(STATED PROBLEM) Which lines of the records below contain the string "sign"? Report each such line in full, matching case exactly.

--

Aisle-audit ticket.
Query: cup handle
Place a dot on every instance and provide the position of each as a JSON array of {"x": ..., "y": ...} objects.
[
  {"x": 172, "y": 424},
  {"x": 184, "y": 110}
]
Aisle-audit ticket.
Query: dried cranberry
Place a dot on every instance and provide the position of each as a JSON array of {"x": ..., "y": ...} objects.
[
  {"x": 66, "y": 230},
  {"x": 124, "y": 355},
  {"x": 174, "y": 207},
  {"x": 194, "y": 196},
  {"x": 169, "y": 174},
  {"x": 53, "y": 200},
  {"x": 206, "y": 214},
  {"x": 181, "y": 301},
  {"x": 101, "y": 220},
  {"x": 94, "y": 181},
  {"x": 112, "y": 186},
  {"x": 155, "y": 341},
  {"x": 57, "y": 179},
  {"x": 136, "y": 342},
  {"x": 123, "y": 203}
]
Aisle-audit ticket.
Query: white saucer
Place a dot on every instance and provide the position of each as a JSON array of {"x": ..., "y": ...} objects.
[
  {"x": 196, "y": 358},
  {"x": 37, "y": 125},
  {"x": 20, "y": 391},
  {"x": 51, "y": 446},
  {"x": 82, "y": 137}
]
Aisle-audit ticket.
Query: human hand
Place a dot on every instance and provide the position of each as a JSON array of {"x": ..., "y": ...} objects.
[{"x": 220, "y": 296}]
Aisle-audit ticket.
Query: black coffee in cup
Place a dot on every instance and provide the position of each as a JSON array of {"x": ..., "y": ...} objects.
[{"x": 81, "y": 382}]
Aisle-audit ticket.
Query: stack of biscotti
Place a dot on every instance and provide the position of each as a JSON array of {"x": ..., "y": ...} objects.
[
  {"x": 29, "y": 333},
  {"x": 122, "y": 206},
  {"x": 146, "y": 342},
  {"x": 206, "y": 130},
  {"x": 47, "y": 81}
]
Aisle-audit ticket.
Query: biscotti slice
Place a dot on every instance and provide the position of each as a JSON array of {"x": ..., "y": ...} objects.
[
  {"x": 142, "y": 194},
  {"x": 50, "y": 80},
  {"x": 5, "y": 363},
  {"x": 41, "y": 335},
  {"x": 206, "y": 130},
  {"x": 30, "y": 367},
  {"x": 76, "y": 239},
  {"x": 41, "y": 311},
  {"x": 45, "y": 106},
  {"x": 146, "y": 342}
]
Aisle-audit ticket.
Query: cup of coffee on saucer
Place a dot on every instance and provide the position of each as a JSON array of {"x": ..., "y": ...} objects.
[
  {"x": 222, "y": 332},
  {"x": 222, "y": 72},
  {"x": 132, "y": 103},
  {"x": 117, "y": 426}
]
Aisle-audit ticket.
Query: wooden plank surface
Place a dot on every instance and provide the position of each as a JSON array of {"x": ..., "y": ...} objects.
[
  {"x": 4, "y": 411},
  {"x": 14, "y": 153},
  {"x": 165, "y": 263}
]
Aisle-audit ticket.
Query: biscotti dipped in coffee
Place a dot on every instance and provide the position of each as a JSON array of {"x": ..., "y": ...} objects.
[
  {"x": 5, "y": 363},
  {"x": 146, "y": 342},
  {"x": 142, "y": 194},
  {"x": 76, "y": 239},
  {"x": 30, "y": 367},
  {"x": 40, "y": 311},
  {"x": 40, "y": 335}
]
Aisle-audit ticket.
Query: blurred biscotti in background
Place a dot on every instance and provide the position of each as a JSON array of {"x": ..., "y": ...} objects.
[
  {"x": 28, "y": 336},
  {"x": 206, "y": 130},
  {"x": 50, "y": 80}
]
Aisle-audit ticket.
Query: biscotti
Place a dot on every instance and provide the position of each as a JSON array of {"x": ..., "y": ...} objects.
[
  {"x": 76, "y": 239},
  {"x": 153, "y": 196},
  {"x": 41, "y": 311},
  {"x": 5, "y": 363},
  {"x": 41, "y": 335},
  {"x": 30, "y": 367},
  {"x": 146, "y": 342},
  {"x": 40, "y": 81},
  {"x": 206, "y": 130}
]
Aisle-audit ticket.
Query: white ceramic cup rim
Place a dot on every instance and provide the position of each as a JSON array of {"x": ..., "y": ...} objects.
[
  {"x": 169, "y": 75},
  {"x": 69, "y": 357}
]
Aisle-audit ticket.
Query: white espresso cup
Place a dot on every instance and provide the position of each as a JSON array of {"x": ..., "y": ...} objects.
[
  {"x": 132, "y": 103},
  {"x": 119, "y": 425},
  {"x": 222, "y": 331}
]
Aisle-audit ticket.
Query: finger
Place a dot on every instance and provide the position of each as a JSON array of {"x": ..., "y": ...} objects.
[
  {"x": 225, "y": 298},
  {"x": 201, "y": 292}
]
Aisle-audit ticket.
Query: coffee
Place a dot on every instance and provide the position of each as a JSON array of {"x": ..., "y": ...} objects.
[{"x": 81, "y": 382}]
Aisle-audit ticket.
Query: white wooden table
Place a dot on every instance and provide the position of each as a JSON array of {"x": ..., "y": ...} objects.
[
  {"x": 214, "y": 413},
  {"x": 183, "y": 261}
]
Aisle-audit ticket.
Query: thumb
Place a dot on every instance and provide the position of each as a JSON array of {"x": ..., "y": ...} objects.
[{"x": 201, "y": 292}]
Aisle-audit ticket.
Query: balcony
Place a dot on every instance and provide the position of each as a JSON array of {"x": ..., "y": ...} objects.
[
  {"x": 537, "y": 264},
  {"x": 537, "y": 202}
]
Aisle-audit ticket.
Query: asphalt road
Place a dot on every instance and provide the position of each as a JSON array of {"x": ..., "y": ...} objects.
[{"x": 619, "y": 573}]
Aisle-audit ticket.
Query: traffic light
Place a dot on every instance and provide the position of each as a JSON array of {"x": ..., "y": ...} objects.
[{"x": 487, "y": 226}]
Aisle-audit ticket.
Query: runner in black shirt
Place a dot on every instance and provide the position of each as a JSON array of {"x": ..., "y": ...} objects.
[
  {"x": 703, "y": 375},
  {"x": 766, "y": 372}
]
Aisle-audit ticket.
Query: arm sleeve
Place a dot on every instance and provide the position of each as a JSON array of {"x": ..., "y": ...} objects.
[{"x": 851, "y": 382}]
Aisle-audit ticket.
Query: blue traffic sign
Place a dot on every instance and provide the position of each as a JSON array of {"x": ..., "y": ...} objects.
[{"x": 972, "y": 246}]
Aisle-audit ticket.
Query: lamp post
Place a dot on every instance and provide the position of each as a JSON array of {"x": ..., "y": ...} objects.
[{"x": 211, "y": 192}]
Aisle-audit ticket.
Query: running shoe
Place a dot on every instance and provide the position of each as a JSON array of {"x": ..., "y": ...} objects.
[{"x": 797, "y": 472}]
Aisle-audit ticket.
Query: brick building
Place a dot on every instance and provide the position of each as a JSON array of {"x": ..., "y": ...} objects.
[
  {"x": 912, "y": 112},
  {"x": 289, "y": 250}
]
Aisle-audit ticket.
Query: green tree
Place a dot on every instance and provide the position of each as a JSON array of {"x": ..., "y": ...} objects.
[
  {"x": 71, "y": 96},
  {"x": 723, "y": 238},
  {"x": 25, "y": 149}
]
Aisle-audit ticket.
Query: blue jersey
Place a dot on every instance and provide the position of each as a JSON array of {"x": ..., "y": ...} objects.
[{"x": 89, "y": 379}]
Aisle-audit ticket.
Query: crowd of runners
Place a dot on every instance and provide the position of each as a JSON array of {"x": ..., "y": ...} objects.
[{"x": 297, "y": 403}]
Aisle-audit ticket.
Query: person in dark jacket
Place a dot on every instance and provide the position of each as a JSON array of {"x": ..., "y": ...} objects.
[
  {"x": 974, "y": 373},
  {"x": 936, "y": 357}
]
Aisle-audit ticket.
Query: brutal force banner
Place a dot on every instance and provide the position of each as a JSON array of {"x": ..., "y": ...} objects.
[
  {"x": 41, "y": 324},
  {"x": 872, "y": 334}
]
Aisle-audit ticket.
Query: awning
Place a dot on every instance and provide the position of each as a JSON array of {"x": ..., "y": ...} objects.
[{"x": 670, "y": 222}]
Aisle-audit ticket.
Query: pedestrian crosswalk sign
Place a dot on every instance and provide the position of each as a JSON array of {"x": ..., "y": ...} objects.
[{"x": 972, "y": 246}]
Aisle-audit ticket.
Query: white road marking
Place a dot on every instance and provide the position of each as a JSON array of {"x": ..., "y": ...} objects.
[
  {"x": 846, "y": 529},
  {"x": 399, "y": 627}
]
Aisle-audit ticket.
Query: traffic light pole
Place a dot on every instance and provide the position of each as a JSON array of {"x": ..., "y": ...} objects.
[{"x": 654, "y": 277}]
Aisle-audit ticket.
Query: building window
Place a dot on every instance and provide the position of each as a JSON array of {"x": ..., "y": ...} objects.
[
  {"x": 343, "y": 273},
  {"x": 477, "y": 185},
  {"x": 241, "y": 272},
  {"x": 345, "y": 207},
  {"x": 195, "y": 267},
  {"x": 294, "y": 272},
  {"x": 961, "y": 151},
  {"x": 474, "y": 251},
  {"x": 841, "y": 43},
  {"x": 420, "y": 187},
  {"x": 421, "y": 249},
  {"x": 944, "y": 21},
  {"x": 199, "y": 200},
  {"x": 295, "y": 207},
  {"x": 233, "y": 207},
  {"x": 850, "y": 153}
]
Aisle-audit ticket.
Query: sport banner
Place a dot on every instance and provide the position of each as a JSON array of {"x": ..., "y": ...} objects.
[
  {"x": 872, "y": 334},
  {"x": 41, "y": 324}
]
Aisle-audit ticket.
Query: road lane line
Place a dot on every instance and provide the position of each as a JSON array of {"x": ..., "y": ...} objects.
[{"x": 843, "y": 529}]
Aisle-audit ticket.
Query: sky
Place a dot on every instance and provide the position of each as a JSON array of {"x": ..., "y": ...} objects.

--

(FULL SOLUTION)
Query: blue traffic sign
Query: pedestrian crosswalk sign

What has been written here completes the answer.